- [What is expected] Copy out the lines below word for word, from the very first line through the line that contains "pixel 299 545", including that line.
>> START Data listing
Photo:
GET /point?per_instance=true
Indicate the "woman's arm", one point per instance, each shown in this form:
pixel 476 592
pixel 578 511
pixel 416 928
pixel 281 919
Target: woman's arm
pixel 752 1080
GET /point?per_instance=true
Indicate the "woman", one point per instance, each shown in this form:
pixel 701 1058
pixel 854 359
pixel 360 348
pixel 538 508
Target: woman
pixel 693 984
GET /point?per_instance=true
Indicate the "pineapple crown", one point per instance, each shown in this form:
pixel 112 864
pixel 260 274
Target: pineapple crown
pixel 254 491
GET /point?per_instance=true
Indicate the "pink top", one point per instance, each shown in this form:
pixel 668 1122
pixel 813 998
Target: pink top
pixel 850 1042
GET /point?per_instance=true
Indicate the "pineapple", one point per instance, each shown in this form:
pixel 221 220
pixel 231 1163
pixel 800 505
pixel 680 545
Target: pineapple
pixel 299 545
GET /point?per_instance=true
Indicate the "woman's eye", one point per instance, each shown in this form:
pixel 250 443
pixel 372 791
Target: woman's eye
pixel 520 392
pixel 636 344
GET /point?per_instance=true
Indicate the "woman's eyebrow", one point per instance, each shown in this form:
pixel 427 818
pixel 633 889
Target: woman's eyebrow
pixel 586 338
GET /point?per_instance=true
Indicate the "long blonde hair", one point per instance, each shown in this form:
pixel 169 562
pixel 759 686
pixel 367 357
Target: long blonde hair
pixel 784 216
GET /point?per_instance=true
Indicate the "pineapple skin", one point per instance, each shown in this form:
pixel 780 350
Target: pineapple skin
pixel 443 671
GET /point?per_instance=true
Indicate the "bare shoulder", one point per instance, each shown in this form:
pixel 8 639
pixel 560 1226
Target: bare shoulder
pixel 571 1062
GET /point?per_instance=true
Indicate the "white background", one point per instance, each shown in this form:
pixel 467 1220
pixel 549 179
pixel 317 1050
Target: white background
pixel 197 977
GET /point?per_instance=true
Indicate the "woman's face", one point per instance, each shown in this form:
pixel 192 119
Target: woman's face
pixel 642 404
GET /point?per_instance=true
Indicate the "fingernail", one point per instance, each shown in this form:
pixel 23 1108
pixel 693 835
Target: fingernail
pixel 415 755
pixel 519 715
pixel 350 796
>> END Data listing
- [Completed task]
Photo:
GET /point?per_instance=true
Indicate the "woman's arm", one point per instance, each shown in this form:
pixel 476 592
pixel 578 511
pixel 416 928
pixel 281 919
Target: woman's arm
pixel 752 1080
GET /point?per_instance=true
Indicate the "woman", one point per instance, each shown in this form:
pixel 701 1058
pixel 854 359
pixel 360 348
pixel 538 508
Target: woman
pixel 693 984
GET /point?per_instance=true
Indicate the "pineapple crown", one point per instance, each shown in this form:
pixel 112 864
pixel 260 274
Target: pineapple crown
pixel 254 491
GET /point?per_instance=true
Indicate the "pink top", one point per instance, each shown in this form:
pixel 668 1122
pixel 813 998
Target: pink top
pixel 850 1042
GET /point?per_instance=true
Indicate the "pineapple", one point per instance, each shown in this form:
pixel 221 220
pixel 231 1163
pixel 800 505
pixel 680 545
Target: pineapple
pixel 299 545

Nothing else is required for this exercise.